> _PASSAGE FOR REVIEW_

COVID, unrest, climate seen as recipe for worsening U.S. housing inequality

NEW YORK: Coronavirus, racial tensions and climate disasters have combined to worsen already deep housing inequalities, with far more Black and Hispanic Americans falling behind in rents and mortgages than their white counterparts, a key report said on Thursday.

The COVID-19 pandemic put people out of work, racial unrest exposed inequity and extreme weather linked to global warming is worsening, said the study by Harvard University’s Joint Center for Housing Studies (JCHS).

More Black and Hispanic workers than white workers have lost their jobs, creating a growing inability to make their housing payments and exacerbating an already severely unequal system, it said.

“The big picture takeaway is that the pandemic really amplified the existing housing affordability crisis that was occurring for many households around the country,” said Dan McCue, a JCHS senior research associate who led the study.

“It hit hardest the families that were already struggling,” he told the Thomson Reuters Foundation.

Findings in the report, which analyzed government surveys and data, reflect long-held discriminatory policies and inequitable access to homeownership, McCue said.

> _RECORD EXTRACTS_
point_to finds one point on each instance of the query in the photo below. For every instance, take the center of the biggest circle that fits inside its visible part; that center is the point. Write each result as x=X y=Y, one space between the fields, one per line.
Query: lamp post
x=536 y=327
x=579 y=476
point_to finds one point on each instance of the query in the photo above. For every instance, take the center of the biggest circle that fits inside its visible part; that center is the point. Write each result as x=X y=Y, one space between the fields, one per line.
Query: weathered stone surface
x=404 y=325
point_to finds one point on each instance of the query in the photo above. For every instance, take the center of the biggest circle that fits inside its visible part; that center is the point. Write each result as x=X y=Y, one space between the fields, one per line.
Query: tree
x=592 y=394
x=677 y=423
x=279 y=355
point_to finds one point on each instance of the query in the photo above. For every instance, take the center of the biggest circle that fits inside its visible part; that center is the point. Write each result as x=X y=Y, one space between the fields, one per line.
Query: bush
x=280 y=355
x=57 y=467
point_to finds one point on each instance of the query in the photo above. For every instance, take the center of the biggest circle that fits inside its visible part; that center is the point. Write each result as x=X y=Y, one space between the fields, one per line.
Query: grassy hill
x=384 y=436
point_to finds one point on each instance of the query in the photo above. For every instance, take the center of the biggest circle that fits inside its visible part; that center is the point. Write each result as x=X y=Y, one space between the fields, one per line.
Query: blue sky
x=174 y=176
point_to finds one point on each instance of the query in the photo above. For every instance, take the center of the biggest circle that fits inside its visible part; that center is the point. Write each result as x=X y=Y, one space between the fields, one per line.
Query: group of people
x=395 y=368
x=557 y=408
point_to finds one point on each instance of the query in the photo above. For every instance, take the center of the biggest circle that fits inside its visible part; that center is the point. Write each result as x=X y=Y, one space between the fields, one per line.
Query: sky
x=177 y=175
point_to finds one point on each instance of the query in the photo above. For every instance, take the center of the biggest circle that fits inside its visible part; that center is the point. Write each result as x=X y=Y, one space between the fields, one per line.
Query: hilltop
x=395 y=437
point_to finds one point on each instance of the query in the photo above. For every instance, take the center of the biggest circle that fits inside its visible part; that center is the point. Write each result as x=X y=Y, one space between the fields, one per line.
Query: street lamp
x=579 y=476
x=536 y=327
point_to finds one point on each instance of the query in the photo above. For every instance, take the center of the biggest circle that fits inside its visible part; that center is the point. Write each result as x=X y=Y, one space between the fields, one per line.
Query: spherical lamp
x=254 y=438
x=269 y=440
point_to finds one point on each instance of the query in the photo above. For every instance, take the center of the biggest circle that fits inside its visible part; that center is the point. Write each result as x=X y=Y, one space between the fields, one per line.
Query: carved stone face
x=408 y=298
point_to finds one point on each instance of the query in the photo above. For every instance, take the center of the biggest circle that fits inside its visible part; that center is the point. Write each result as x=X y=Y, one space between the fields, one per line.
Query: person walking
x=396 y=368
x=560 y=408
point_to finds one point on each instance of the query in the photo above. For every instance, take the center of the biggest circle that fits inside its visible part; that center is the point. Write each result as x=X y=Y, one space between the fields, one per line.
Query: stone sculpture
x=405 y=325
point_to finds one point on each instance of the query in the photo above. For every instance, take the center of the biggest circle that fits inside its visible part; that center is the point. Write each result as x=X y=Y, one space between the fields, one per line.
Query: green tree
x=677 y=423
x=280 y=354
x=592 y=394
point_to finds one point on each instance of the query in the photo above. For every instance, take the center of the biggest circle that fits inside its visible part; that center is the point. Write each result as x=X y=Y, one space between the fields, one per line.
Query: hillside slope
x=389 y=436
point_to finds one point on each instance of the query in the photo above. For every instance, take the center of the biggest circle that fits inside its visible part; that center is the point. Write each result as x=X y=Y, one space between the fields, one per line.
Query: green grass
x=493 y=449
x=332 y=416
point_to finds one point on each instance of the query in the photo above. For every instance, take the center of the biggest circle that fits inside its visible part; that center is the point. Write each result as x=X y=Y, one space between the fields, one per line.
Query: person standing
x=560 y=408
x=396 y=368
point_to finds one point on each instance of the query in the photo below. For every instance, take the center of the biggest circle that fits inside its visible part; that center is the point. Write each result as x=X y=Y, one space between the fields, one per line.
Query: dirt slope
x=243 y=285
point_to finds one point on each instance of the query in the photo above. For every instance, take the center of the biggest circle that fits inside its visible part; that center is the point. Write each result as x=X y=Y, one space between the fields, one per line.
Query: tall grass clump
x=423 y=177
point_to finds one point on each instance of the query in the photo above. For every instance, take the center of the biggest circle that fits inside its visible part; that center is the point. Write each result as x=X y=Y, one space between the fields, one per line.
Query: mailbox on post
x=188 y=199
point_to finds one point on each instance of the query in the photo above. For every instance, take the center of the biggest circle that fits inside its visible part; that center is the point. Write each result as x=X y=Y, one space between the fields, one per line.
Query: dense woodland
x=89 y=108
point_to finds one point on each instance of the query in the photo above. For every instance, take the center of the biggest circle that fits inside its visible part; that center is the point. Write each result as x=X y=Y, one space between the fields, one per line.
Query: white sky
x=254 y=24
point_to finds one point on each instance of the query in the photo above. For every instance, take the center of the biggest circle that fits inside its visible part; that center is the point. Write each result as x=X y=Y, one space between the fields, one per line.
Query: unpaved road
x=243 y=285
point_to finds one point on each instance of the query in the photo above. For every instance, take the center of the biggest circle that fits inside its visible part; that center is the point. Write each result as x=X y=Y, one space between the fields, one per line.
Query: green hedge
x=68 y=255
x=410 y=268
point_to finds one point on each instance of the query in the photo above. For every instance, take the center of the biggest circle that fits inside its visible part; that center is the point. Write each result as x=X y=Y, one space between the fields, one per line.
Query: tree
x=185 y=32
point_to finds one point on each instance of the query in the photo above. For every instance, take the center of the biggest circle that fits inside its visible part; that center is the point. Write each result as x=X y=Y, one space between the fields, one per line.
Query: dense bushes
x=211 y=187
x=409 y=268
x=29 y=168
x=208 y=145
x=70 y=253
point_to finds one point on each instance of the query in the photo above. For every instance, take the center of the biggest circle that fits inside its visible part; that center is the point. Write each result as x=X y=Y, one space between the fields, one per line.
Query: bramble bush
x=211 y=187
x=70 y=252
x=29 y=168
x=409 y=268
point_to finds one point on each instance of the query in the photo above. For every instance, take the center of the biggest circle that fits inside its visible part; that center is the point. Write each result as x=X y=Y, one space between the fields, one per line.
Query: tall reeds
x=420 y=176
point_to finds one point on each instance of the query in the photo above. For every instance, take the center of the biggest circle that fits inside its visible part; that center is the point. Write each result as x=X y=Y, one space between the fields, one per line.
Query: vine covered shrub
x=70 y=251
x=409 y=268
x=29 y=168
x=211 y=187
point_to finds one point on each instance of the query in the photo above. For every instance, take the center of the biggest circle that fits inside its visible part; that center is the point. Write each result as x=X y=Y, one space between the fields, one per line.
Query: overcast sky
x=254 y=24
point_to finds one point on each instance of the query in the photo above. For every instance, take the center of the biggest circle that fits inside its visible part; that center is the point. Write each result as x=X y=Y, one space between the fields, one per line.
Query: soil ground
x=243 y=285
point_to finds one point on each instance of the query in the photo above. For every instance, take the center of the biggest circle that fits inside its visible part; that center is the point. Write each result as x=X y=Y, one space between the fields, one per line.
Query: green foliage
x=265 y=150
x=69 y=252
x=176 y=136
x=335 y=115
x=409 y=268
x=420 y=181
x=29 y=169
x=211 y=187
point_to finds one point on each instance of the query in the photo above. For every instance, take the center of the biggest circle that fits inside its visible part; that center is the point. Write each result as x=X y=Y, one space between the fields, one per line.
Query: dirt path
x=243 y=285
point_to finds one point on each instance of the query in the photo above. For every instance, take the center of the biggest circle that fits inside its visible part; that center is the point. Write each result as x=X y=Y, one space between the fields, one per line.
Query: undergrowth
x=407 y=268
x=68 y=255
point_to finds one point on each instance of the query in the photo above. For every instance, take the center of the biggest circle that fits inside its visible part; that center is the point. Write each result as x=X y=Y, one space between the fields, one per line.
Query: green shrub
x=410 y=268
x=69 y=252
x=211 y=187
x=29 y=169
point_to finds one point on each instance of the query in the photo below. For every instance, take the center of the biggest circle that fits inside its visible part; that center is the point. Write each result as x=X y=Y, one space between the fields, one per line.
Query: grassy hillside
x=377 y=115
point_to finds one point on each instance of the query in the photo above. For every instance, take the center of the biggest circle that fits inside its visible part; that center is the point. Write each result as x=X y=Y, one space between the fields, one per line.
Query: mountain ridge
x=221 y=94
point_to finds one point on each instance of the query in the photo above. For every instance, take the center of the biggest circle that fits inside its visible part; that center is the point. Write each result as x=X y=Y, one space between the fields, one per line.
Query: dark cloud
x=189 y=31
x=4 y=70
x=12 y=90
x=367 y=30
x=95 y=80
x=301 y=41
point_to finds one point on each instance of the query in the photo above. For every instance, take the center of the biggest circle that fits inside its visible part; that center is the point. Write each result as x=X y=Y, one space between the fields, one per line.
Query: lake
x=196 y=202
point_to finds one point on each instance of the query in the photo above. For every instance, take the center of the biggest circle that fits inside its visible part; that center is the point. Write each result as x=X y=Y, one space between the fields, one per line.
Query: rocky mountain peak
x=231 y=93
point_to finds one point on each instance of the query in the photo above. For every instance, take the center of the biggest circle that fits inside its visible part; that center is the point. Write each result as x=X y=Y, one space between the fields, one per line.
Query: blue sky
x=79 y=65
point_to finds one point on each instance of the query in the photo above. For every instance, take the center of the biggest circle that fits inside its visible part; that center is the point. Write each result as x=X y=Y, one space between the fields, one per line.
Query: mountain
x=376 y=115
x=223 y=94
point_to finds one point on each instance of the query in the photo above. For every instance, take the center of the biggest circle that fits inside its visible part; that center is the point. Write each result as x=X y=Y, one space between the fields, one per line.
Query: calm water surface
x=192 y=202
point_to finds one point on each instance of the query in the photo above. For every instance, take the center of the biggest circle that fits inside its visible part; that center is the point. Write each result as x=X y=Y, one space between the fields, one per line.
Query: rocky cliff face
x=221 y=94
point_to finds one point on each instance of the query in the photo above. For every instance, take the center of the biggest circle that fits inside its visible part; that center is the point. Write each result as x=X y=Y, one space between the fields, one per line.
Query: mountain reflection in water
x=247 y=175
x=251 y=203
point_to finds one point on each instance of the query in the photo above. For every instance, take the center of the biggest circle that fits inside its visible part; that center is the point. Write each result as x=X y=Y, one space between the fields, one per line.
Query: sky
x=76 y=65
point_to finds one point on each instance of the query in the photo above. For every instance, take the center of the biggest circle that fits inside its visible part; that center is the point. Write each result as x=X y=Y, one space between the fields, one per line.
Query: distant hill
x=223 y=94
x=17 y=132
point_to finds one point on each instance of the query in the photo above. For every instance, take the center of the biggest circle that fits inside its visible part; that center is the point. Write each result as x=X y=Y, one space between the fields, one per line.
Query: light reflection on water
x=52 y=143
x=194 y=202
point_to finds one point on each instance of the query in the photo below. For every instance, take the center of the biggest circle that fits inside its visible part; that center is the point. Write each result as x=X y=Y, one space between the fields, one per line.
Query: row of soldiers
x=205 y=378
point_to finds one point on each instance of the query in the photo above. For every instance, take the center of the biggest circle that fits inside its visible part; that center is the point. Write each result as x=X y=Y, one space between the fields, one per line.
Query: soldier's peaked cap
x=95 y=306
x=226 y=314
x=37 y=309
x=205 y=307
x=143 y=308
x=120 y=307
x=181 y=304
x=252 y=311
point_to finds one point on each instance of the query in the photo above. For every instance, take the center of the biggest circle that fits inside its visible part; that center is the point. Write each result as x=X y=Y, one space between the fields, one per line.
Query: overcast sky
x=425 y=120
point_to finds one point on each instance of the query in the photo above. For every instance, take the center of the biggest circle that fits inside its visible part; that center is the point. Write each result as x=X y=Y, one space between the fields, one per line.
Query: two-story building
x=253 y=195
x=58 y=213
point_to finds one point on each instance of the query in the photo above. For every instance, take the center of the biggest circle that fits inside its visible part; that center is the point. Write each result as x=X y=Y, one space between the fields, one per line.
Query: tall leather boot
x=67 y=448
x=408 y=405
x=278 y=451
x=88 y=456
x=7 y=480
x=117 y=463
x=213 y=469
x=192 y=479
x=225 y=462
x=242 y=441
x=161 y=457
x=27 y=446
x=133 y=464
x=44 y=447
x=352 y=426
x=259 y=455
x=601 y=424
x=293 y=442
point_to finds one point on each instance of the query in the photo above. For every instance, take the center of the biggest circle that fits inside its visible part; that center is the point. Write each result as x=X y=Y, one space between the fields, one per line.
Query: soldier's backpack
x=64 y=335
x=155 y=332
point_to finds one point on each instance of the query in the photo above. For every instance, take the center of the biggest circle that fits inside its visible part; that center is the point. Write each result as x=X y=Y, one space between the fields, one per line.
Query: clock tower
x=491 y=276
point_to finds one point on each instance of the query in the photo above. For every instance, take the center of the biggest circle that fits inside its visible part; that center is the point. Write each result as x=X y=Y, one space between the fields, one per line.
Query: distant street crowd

> _WORK REQUEST 1_
Answer these questions using the housing inequality article:
(a) Which organization produced the study?
(b) Who led the study, and what is his position?
(c) What did the report analyze to reach its findings?
> _WORK REQUEST 2_
Extend the housing inequality article by writing the paragraphs that come after its final sentence.

> _ANSWER 1_
(a) Harvard University's Joint Center for Housing Studies (JCHS).
(b) Dan McCue, a JCHS senior research associate.
(c) Government surveys and data.

> _ANSWER 2_
This year, 23% of Black renter households and 20% of Hispanic renter households were behind on rent as of September, compared with 10% of white renter households, the report said.

Also, while 7% of white homeowners were behind on mortgage payments in September, the rate was more than twice as high among Hispanic and Black homeowners, who were 18% and 17% behind, respectively, it said.

“We’ve gotten little headway in the persistent issues of affordability and the legacy of discrimination,” said McCue.

Researchers also found white-collar workers whose incomes and livelihoods were not upended by the pandemic helped drive gains in the housing market, as did low mortgage rates.

Existing home sales were up 21% in September from the year prior, and mortgage refinances in the first half of 2020 were more than triple the number in the same period in 2019.

Single family homebuilding starts in September were up 22% from the year prior, the strongest month in more than 13 years, the research said.

“Those households who were less likely to be affected by income loss and job loss were really kind of driving the market for home ownership through the year,” McCue said.

McCue warned that the housing industry faces threats from the growing impact of climate change.

As of September, 16 disasters causing a billion dollars or more in damages occurred, according to the U.S. National Oceanic and Atmospheric Administration, tied with the full-year totals in 2011 and 2017.

Total damages neared $50 billion as of September, surpassing the total for 2019, the study said.

President-elect Joe Biden has proposed building millions of sustainable homes, expanding a tax credit to spur construction of affordable units and bolstering federal assistance to expand access to subsidized housing.